* **Text passage**:
Alex O’Connor recently argued on The Diary of a CEO that if Adam and Eve didn’t yet have the “knowledge of good and evil,” then they couldn’t have known it was wrong to eat from the tree. Tim Barnett explains where this supposed contradiction goes wrong.
Transcript
Tim: Alex O’Connor recently raised an interesting challenge to Christianity on The Diary of a CEO podcast. Have a listen.
Alex: She did something immoral?
Greg: Yeah. She disobeyed God.
Alex: And what did she eat from the tree of the knowledge of good and evil? So, she ate from the tree of the knowledge of good and evil, implying that, before she ate of it, she didn’t have a knowledge of good and evil. How could she have done something immoral before she ate it?
Greg: This goes to a connection to my view, so, I just need to clarify this.
Alex: You understand what I’m saying, right?
Greg: Yeah. I understand. I’m entirely sure.
Alex: If she hasn’t eaten from the tree of the knowledge of good and evil, she doesn’t know good and evil. So, how does she know that it’s evil if she hadn’t yet eaten from the knowledge of good and evil?
Tim: Here’s the challenge. How can Adam and Eve be faulted for doing evil if they had no knowledge of good and evil? After all, God says it’s wrong to eat from the tree, but they can’t know it’s wrong to eat from the tree until after they’ve already eaten from the tree. You see the problem? But this contradiction only appears if you take the phrase “knowledge of good and evil” in a very narrow way. In fact, I want to show you that Alex’s interpretation creates a contradiction that really isn’t there.

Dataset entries
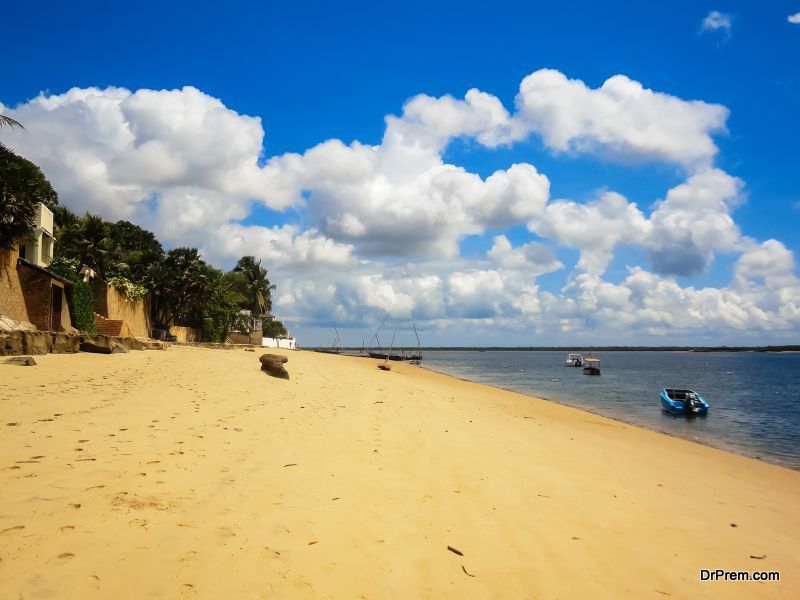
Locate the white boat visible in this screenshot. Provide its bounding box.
[564,354,583,367]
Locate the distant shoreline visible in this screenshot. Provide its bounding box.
[326,345,800,352]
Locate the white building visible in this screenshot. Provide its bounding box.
[261,338,297,350]
[19,202,55,268]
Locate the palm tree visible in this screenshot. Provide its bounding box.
[0,115,25,148]
[57,213,114,277]
[233,256,277,316]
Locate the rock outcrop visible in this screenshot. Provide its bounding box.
[258,354,289,379]
[3,356,36,367]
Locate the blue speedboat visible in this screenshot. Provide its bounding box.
[661,388,708,417]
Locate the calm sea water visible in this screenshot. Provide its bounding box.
[423,350,800,469]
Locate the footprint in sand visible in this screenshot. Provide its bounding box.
[0,525,25,535]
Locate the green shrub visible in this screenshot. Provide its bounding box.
[67,280,97,333]
[108,276,148,300]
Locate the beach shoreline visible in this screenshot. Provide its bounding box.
[418,365,800,472]
[0,347,800,598]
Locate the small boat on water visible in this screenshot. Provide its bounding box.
[661,388,708,417]
[368,352,406,361]
[583,358,600,375]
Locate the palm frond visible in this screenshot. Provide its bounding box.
[0,115,25,129]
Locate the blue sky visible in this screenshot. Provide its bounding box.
[0,1,800,344]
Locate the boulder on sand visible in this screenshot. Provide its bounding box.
[3,356,36,367]
[258,354,289,379]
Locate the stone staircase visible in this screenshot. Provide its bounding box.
[94,314,123,337]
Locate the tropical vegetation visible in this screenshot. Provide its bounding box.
[0,142,286,341]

* **Work to complete**:
Extend the transcript about Adam, Eve, and the knowledge of good and evil, starting right after its last sentence.

* **Response**:
On Alex’s view, eating from the tree gives you a divine intellectual download of moral facts that you didn’t have before. But is this really what the tree is all about? Let’s take a look.
First, the context implies Adam and Eve already had some awareness of right and wrong. In chapter 2, God gives the command “You shall not eat.” This is a moral prohibition, but a prohibition assumes they had some moral awareness. Obeying God is good. Disobeying God is bad. Notice, however, on Alex’s interpretation, we’re supposed to believe that God gave Adam and Eve a moral command that they couldn’t possibly understand. I don’t think that’s a charitable reading.
Furthermore, Eve is already discerning or evaluating good from bad. In Genesis 3:6. It says, “When the woman saw that the tree was good for food, and that it was a delight to the eyes....” So, she at least has some moral awareness that the tree is good and not bad.
But Tim, that’s not referring to moral goodness. Well, that leads to the second point.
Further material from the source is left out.